◆ **WHAT YOU NEED TO DO**
In the entries below, go to the line containing "task: outline the blue" and repeat it along with every later line, exactly.

◆ **INPUT DATA**
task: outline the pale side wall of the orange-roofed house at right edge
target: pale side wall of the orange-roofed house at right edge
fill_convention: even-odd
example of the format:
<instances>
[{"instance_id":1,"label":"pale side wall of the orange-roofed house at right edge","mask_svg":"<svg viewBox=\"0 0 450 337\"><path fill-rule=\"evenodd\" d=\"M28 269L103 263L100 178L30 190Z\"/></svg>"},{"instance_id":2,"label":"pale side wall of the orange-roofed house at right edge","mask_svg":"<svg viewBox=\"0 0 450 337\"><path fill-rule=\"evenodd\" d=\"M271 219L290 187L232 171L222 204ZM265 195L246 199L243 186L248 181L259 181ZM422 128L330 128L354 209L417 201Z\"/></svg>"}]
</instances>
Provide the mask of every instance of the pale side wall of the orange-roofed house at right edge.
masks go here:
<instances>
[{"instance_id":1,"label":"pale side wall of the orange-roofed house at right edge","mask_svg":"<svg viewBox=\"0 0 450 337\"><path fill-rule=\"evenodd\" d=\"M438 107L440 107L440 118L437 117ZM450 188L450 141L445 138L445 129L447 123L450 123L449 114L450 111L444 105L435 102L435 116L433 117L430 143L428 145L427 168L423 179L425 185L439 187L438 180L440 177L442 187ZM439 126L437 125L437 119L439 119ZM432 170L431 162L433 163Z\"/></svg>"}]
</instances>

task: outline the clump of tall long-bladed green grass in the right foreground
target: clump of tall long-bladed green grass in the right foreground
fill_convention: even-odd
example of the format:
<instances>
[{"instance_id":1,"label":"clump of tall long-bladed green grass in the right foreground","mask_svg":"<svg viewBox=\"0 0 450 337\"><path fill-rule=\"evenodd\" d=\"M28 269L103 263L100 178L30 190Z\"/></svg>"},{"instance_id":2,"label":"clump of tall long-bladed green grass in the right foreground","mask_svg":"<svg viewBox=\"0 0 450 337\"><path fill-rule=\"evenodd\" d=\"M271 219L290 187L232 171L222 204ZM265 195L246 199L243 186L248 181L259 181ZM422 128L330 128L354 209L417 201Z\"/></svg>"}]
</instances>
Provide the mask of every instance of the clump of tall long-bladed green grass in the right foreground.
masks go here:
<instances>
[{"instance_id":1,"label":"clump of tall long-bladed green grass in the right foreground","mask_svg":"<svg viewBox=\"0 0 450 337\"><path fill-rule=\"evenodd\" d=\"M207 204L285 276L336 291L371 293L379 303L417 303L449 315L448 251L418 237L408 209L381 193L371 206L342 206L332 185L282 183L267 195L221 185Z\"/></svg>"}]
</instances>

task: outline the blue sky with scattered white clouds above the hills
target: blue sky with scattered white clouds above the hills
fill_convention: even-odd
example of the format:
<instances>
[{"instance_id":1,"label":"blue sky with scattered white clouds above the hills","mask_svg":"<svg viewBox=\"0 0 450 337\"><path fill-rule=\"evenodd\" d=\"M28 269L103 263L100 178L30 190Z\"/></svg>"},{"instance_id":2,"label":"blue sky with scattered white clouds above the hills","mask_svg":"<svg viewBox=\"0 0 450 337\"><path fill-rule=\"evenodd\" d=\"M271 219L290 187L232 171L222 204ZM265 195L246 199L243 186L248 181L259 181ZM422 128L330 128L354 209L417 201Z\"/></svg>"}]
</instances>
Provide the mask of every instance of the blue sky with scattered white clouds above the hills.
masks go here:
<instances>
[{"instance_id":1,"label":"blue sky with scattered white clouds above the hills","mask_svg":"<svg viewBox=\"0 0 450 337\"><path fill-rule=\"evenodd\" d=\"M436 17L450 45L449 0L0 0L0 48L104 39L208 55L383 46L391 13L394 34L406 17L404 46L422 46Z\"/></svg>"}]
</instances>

◆ **WRITTEN SOLUTION**
task: outline the blue sky with scattered white clouds above the hills
target: blue sky with scattered white clouds above the hills
fill_convention: even-odd
example of the format:
<instances>
[{"instance_id":1,"label":"blue sky with scattered white clouds above the hills","mask_svg":"<svg viewBox=\"0 0 450 337\"><path fill-rule=\"evenodd\" d=\"M28 269L103 263L100 178L30 190Z\"/></svg>"},{"instance_id":2,"label":"blue sky with scattered white clouds above the hills","mask_svg":"<svg viewBox=\"0 0 450 337\"><path fill-rule=\"evenodd\" d=\"M271 219L290 187L232 171L222 204ZM265 195L246 199L243 186L248 181L259 181ZM422 128L330 128L354 209L417 201Z\"/></svg>"}]
</instances>
Provide the mask of every instance of the blue sky with scattered white clouds above the hills.
masks go here:
<instances>
[{"instance_id":1,"label":"blue sky with scattered white clouds above the hills","mask_svg":"<svg viewBox=\"0 0 450 337\"><path fill-rule=\"evenodd\" d=\"M436 17L450 45L449 0L0 0L0 48L104 39L208 55L383 46L391 13L394 34L406 17L404 46L422 46Z\"/></svg>"}]
</instances>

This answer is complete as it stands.